### Exercise goal:
An exact copy is needed of each line from the one including "point_to reports the position of each instance of the glass" through the last line of the entries, both ends counted, with nothing added.

### Task data:
╭──
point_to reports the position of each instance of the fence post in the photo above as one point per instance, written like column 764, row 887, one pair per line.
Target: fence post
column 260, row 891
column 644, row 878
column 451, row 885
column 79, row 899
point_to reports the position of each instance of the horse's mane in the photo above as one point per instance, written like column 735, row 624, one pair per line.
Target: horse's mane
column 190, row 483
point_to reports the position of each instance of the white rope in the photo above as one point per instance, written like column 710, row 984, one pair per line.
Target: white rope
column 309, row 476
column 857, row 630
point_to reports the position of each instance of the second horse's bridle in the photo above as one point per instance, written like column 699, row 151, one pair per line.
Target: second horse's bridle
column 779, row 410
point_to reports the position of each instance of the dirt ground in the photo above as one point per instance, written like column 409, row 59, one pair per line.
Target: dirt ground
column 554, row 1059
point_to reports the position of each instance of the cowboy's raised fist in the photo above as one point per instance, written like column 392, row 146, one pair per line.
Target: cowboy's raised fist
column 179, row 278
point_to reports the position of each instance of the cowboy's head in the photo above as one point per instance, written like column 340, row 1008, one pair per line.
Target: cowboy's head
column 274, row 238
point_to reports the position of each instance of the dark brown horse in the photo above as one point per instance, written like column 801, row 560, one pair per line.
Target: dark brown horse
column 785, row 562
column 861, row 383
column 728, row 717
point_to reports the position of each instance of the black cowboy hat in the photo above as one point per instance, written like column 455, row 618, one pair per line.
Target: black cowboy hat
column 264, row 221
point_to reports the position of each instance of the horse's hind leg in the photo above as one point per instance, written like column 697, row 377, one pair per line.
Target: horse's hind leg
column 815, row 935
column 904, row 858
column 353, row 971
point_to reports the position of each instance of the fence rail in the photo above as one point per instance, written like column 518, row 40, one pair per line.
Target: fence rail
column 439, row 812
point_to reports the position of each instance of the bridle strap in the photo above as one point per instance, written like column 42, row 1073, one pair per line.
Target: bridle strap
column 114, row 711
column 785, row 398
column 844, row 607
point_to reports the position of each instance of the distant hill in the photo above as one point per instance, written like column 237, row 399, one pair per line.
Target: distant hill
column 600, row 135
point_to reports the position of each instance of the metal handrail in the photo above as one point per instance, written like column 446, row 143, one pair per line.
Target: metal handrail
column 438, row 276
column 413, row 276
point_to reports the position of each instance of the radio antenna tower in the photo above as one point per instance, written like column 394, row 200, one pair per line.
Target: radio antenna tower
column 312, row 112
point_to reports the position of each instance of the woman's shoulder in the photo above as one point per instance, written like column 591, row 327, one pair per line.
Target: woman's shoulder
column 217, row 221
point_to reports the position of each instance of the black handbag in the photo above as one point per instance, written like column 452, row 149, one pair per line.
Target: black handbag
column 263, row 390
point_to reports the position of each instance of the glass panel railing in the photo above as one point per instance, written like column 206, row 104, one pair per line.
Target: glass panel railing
╰──
### Response area:
point_to reports the position of each instance of the glass panel railing in the photo above as one point per instance, written like column 206, row 104, one pair per line.
Target: glass panel railing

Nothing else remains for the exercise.